Instructions for the task: Copy every one of the records below line for line, without changing a character. Omit the picture from your copy.

Stored records:
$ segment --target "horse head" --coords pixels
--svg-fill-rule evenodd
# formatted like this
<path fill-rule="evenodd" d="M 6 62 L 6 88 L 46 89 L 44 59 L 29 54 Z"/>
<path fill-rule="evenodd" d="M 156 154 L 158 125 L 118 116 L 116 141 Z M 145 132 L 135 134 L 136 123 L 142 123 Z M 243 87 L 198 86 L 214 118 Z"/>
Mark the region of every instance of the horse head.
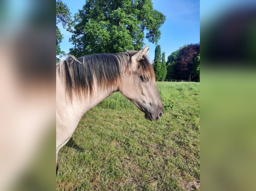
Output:
<path fill-rule="evenodd" d="M 119 90 L 145 113 L 145 118 L 156 120 L 162 115 L 163 108 L 154 70 L 146 57 L 148 46 L 137 52 L 128 53 L 130 55 L 131 71 L 124 77 Z"/>

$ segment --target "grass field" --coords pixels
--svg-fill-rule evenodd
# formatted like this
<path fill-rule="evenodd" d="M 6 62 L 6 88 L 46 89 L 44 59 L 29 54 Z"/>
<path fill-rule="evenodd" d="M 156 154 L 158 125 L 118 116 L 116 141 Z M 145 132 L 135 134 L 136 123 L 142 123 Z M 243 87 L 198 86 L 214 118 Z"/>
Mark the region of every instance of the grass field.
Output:
<path fill-rule="evenodd" d="M 57 190 L 199 190 L 200 83 L 157 82 L 158 121 L 115 93 L 60 150 Z"/>

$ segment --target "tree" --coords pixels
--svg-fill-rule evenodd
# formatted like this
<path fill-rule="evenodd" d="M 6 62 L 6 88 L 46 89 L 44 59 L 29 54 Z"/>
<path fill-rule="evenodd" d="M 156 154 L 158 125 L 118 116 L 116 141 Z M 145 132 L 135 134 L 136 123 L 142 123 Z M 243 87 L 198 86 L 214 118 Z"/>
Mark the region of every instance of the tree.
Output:
<path fill-rule="evenodd" d="M 144 32 L 150 42 L 157 43 L 165 20 L 151 0 L 88 0 L 75 15 L 70 50 L 76 56 L 139 50 Z"/>
<path fill-rule="evenodd" d="M 156 80 L 160 80 L 162 78 L 161 69 L 161 47 L 160 45 L 157 45 L 155 49 L 155 58 L 154 59 L 154 71 Z"/>
<path fill-rule="evenodd" d="M 165 62 L 165 53 L 163 52 L 162 54 L 162 62 L 161 66 L 161 79 L 165 80 L 166 75 L 167 73 L 167 70 L 166 68 L 166 63 Z"/>
<path fill-rule="evenodd" d="M 192 63 L 200 52 L 199 43 L 190 44 L 181 49 L 177 58 L 175 68 L 181 79 L 191 80 Z"/>
<path fill-rule="evenodd" d="M 61 23 L 63 28 L 66 28 L 67 26 L 67 30 L 70 30 L 72 23 L 71 14 L 69 9 L 66 4 L 61 0 L 58 0 L 56 2 L 56 62 L 60 60 L 57 56 L 61 57 L 66 54 L 64 51 L 61 50 L 59 46 L 63 36 L 57 25 Z"/>
<path fill-rule="evenodd" d="M 191 78 L 196 81 L 200 81 L 200 53 L 195 58 L 192 63 Z"/>
<path fill-rule="evenodd" d="M 178 71 L 176 68 L 176 61 L 177 57 L 179 54 L 179 52 L 181 49 L 187 46 L 185 45 L 183 47 L 179 47 L 179 48 L 168 56 L 167 58 L 167 62 L 166 63 L 167 73 L 166 78 L 167 80 L 177 80 L 179 79 L 179 77 L 178 75 Z"/>

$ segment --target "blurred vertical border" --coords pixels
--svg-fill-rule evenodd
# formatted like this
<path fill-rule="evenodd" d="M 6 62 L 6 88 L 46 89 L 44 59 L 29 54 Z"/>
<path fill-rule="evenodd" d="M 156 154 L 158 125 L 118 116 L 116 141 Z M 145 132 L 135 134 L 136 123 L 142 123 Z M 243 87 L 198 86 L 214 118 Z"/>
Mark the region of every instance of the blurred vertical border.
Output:
<path fill-rule="evenodd" d="M 201 1 L 201 189 L 254 190 L 256 2 Z"/>
<path fill-rule="evenodd" d="M 0 190 L 55 190 L 55 5 L 0 1 Z"/>

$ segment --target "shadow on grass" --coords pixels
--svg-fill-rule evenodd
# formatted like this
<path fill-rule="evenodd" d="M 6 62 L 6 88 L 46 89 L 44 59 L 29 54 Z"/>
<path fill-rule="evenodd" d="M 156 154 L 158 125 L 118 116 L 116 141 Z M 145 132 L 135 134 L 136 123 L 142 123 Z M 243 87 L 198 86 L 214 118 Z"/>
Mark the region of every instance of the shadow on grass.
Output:
<path fill-rule="evenodd" d="M 77 152 L 83 152 L 84 150 L 82 147 L 80 147 L 76 144 L 76 143 L 74 141 L 74 140 L 73 139 L 73 138 L 72 137 L 71 137 L 71 138 L 69 139 L 69 140 L 67 143 L 66 145 L 68 147 L 74 149 Z"/>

Full solution:
$ segment --target "horse head" --coords pixels
--svg-fill-rule evenodd
# formatted like this
<path fill-rule="evenodd" d="M 6 62 L 6 88 L 46 89 L 44 59 L 29 54 Z"/>
<path fill-rule="evenodd" d="M 156 154 L 158 125 L 118 116 L 116 141 Z M 145 132 L 135 134 L 136 123 L 142 123 Z M 243 87 L 198 86 L 214 118 Z"/>
Mark the region of every instance of the horse head.
Output:
<path fill-rule="evenodd" d="M 119 90 L 145 113 L 145 118 L 156 120 L 162 115 L 163 108 L 154 70 L 146 57 L 148 46 L 137 52 L 128 53 L 130 55 L 131 71 L 124 77 Z"/>

$ segment --target "grass field" --coords pixels
--svg-fill-rule evenodd
# formatted like this
<path fill-rule="evenodd" d="M 6 62 L 6 88 L 46 89 L 44 59 L 29 54 Z"/>
<path fill-rule="evenodd" d="M 156 154 L 158 125 L 118 116 L 116 141 Z M 145 132 L 135 134 L 136 123 L 142 123 Z M 243 87 L 198 86 L 214 118 Z"/>
Mark the region of every instance of the grass field.
Output:
<path fill-rule="evenodd" d="M 57 190 L 199 190 L 200 83 L 157 82 L 158 121 L 115 93 L 60 150 Z"/>

$ segment --target "tree" --coords pixels
--svg-fill-rule evenodd
# formatted like this
<path fill-rule="evenodd" d="M 6 62 L 6 88 L 46 89 L 44 59 L 29 54 Z"/>
<path fill-rule="evenodd" d="M 156 154 L 158 125 L 118 116 L 116 141 Z M 145 132 L 135 134 L 136 123 L 142 123 Z M 243 87 L 198 86 L 214 118 Z"/>
Mark the region of every instance of the tree.
Output:
<path fill-rule="evenodd" d="M 144 32 L 150 42 L 157 43 L 165 20 L 151 0 L 88 0 L 75 15 L 70 50 L 76 56 L 139 50 Z"/>
<path fill-rule="evenodd" d="M 156 80 L 160 80 L 162 78 L 161 69 L 161 47 L 160 45 L 157 45 L 155 49 L 155 58 L 154 59 L 154 71 Z"/>
<path fill-rule="evenodd" d="M 165 62 L 165 53 L 163 52 L 162 54 L 162 62 L 161 66 L 161 79 L 165 80 L 166 75 L 167 73 L 167 70 L 166 68 L 166 63 Z"/>
<path fill-rule="evenodd" d="M 192 63 L 200 52 L 199 43 L 190 44 L 181 49 L 177 58 L 175 68 L 181 79 L 191 80 Z"/>
<path fill-rule="evenodd" d="M 61 23 L 63 28 L 66 28 L 67 26 L 67 30 L 70 30 L 72 23 L 71 14 L 69 9 L 66 4 L 61 0 L 58 0 L 56 2 L 56 62 L 60 60 L 57 56 L 61 57 L 66 54 L 64 51 L 61 50 L 59 46 L 63 36 L 57 25 Z"/>
<path fill-rule="evenodd" d="M 191 78 L 196 81 L 200 81 L 200 53 L 195 58 L 192 63 Z"/>
<path fill-rule="evenodd" d="M 178 71 L 176 68 L 176 61 L 177 57 L 179 54 L 179 52 L 181 49 L 187 46 L 185 45 L 183 47 L 179 47 L 179 48 L 168 56 L 167 58 L 167 62 L 166 63 L 167 73 L 166 78 L 167 80 L 177 80 L 179 79 L 179 77 L 178 75 Z"/>

$ segment --target "blurred vertical border" --coords pixels
--svg-fill-rule evenodd
# formatted like this
<path fill-rule="evenodd" d="M 6 62 L 6 88 L 46 89 L 44 59 L 29 54 Z"/>
<path fill-rule="evenodd" d="M 156 154 L 158 125 L 118 116 L 116 141 Z M 145 132 L 135 134 L 136 123 L 142 123 Z M 243 87 L 198 86 L 214 118 Z"/>
Mark the region of every instance of the blurred vertical border.
Output:
<path fill-rule="evenodd" d="M 201 1 L 201 189 L 254 190 L 256 2 Z"/>
<path fill-rule="evenodd" d="M 0 190 L 55 190 L 55 5 L 0 1 Z"/>

$ segment --target "shadow on grass" --coords pixels
--svg-fill-rule evenodd
# formatted like this
<path fill-rule="evenodd" d="M 6 62 L 6 88 L 46 89 L 44 59 L 29 54 Z"/>
<path fill-rule="evenodd" d="M 156 154 L 158 125 L 118 116 L 116 141 Z M 145 132 L 135 134 L 136 123 L 142 123 Z M 243 87 L 198 86 L 214 118 Z"/>
Mark the region of every instance of the shadow on grass.
Output:
<path fill-rule="evenodd" d="M 77 152 L 83 152 L 84 150 L 82 147 L 80 147 L 76 144 L 76 143 L 74 141 L 74 140 L 73 139 L 73 138 L 72 137 L 71 137 L 71 138 L 69 139 L 69 140 L 67 143 L 66 145 L 68 147 L 74 149 Z"/>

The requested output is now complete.